From the line that contains "Where can the bearded" to the final line of the entries, return every line exactly and leave out all others.

* [INFORMATION GIVEN]:
*** Begin section ***

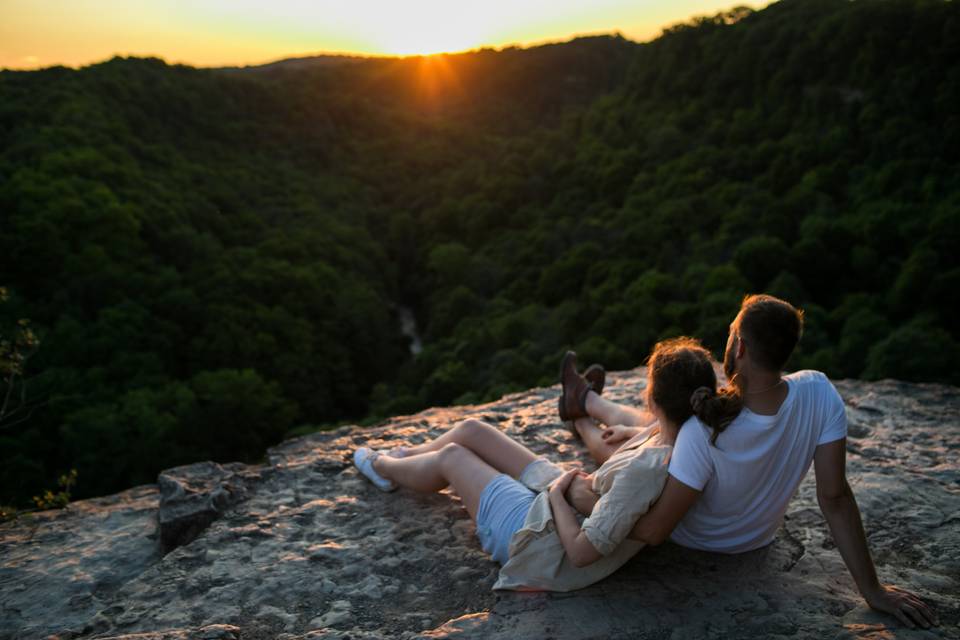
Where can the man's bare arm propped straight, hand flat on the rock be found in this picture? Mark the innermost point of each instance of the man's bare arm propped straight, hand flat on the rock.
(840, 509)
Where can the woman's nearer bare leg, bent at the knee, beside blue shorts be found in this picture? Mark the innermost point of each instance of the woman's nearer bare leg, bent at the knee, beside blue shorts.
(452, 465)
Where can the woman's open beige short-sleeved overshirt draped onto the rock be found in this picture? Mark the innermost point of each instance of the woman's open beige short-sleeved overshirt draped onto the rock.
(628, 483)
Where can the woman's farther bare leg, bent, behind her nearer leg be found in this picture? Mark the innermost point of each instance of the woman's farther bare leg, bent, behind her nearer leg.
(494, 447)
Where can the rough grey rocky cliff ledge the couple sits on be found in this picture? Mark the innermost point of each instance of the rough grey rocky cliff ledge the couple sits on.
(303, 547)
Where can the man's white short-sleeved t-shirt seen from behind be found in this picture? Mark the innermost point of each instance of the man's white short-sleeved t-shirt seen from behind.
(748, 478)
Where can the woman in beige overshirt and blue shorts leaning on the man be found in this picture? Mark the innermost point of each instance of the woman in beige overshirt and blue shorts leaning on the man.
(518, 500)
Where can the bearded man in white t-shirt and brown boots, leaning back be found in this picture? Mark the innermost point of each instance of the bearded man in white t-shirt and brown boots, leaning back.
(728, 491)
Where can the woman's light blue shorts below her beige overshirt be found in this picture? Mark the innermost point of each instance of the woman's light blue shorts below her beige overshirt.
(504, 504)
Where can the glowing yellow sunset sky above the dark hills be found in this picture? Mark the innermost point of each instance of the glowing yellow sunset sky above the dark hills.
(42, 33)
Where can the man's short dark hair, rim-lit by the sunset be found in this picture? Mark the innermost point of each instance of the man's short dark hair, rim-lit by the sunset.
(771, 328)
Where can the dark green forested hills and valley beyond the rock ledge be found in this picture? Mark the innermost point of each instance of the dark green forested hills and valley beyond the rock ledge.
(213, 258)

*** End section ***

* [RESPONSE BELOW]:
Where can the bearded man in white t-shirt and brown boots, leaning back be found in this picture? Mark the innermost point of each instance of the bearded man in white t-shirt and brown boots, leaning back.
(728, 491)
Where can the woman's light blue shorts below her beige overshirt be found in this picture? Mark the innermost point of each instance of the woman's light blue shorts below her beige overshirt.
(504, 504)
Where can the glowing yellow sunset sky above the dark hills be found in this picture? Mark the innermost point of each instance of the glowing yellow sunset sky above the dark hills.
(42, 33)
Where can the man's short dark hair, rim-lit by the sunset be found in this picture? Mark the innermost point of each instance of the man's short dark hair, rim-lit by the sunset.
(771, 328)
Where can the dark green forested hills and valley beyond the rock ledge be found in this picture? Mark the innermost point of each instance of the dark green forested hills and valley beyond the rock ledge.
(213, 258)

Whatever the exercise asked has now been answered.